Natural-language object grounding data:
====================
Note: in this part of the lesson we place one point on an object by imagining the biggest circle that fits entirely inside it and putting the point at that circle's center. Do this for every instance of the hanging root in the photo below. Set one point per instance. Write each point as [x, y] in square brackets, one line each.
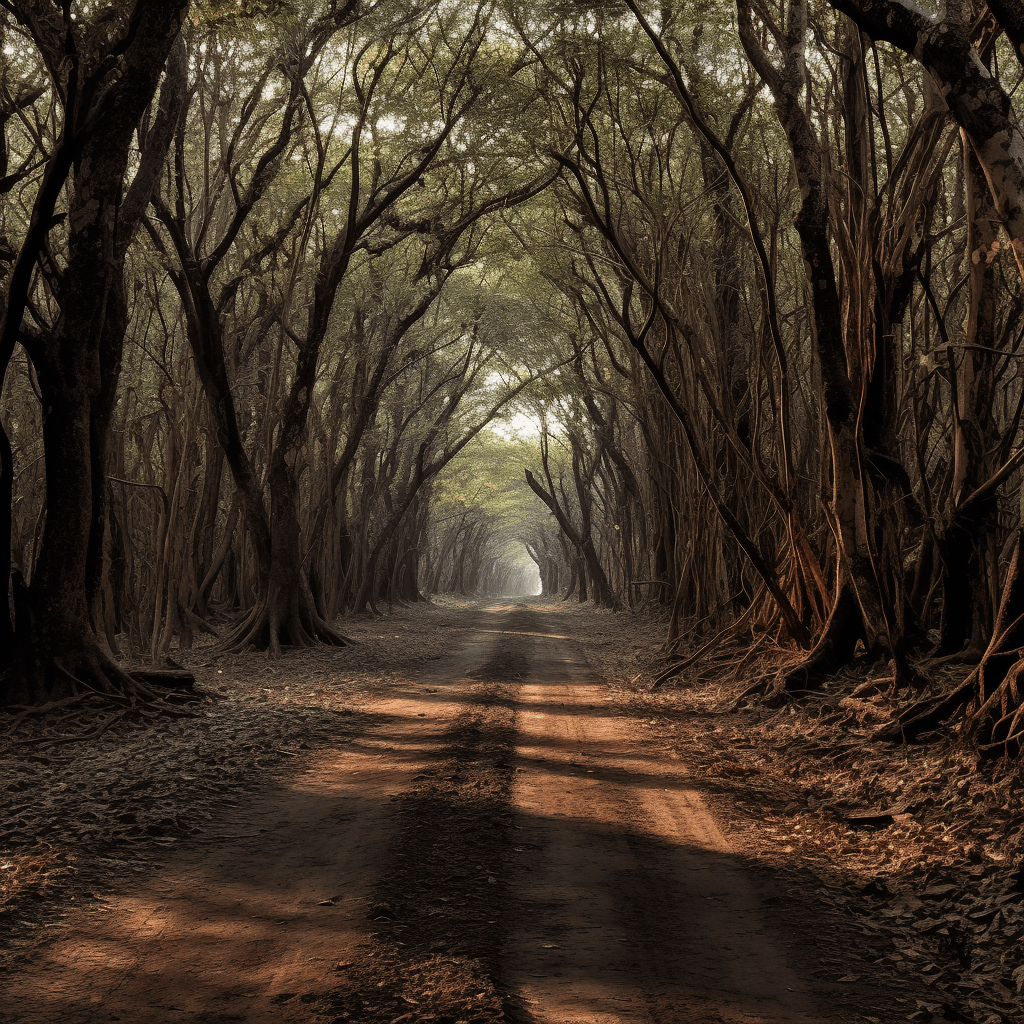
[261, 630]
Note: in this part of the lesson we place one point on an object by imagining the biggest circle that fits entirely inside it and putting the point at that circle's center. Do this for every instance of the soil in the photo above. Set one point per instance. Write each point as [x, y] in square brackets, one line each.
[468, 816]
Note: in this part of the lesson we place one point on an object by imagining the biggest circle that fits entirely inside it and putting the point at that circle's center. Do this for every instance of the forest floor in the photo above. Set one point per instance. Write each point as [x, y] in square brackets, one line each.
[478, 813]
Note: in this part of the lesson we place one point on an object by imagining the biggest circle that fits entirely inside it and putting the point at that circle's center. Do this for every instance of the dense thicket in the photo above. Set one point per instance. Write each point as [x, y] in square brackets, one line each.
[751, 272]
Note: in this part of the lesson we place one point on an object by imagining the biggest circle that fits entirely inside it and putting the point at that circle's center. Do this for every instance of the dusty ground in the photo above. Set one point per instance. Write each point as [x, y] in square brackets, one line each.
[470, 816]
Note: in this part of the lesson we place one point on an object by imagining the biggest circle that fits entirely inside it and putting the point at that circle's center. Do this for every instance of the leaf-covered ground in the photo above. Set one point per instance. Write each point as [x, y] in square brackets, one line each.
[916, 845]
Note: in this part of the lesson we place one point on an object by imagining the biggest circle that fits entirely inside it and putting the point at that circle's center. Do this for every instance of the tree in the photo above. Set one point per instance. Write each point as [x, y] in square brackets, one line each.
[103, 76]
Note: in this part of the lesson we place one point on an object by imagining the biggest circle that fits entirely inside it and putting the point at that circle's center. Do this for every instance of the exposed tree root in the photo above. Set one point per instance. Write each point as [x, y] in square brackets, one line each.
[835, 648]
[75, 688]
[270, 628]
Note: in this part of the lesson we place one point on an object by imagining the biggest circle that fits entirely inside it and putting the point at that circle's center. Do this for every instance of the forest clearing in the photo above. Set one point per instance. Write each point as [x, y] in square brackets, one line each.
[511, 511]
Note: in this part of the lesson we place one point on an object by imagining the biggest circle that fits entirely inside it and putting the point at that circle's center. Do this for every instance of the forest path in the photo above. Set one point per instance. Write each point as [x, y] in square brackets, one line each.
[503, 845]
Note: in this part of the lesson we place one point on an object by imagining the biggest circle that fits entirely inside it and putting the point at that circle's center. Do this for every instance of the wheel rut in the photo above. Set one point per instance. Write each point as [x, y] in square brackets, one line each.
[499, 847]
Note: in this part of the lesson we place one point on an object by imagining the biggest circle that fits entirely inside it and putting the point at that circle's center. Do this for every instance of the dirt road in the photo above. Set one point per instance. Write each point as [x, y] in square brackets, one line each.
[502, 845]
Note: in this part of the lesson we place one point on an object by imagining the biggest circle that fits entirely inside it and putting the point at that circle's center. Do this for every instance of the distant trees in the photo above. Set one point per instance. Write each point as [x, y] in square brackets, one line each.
====================
• Exercise prompt: Your answer must be an exact copy of the records, without the pictures.

• Result of this task:
Note: in this part of the lesson we place one point on an object by imagining the biggest circle that fits entirely inside it and putting the point at that circle's center. Do this for every instance of the hanging root in the photo below. Set one point per instance. Write each point as [x, y] in square brackets, one line each.
[261, 630]
Note: in this part of the lesson we place one point on an object by imagining the biggest circle that fits entirely inside it and putting the point at that circle's center. Do this for every instance of the soil in the photo above. Set one point per instance. Write each point as [x, y] in square brackets, one line each.
[468, 816]
Note: in this part of the lesson we place one point on an object by imagining the biggest circle that fits entirely inside it and putting the point at that circle's center. Do this for every instance of the forest floor in the photo above. Set one point per instance. Write each point as [x, y] in square brackets, one line each.
[478, 813]
Note: in this part of the lesson we place one point on an object by imagining the biggest circle that fits entirely inside it and putting the point at that circle's center. Do this for every instance of the dense thicket in the photo above. Set one point per instance. Write each point as [x, y] in square brackets, one line each.
[751, 272]
Note: in this part of the lesson we place one point on an object by imagining the biggest circle that fits entirely inside it and putting the point at that circle's center. Do this for every instance of the dusty ground in the photo above. Set one point per instance. Write each point as [x, y] in square brackets, one line each.
[470, 816]
Note: in this part of the lesson we place one point on an object by imagining the biggest circle that fits entirely inside it and putting the point at that circle's center. Do this for every instance of the leaf-covered ground in the photo above. Set one point per instance. Write each point as [x, y] in square brackets, one line each.
[916, 845]
Note: in this part of the lesson we place one point on an object by imagining the biggest circle that fits entirely inside it and putting the point at that circle's center. Do this for every instance of the tree in the photo above. Set one point per instance. Write each point as [x, y] in square brackets, one line each.
[103, 76]
Note: in this part of the lesson we place one point on an object by imagining the biggest circle that fits entirely inside it and putting the point at that circle's center. Do this for every instance of the exposed tree root in the photo above. Set one point per instance. Write each point as [x, y] in square brackets, one line each.
[835, 648]
[75, 688]
[270, 628]
Note: in this part of the lesson we place one point on an object by imagining the biggest circle that fits entirely inside it and putting the point at that circle's center. Do this for every instance of the forest clearing in the photo above. Set one point per instance. Write each point as [x, y] in square brackets, one line each.
[511, 511]
Note: in this part of the lesson we place one point on an object by imagining the biggest circle that fits entirely inside it and putting the point at that circle's center. Do this for every instance of the forest path in the photo above. Set one point per instance. Write each point as [x, y] in square brackets, one line each.
[503, 845]
Note: in this part of the lesson we place one point on an object by imagining the biggest circle that fits entirely inside it and putting the point at that circle's center. Do this for every instance of the wheel rut in the photo above. Set one point per instance. Write each point as [x, y] in square brackets, one line each.
[499, 847]
Note: in this part of the lesson we place one point on an object by imagining the biggest circle that fits entirely inside it and putting the point at that circle's center. Do this for every instance of the dirt road in the photo above. Set one point per instance. Write each point as [x, y] in square brackets, one line each.
[502, 845]
Note: in this part of the lesson we place one point on an object by imagining the biggest circle that fits entirely inside it and putting the point at that circle's center. Do this for every instance of the distant trees in the photo above. Set one point per instance. Write each point as [x, y] in square brackets, one line each.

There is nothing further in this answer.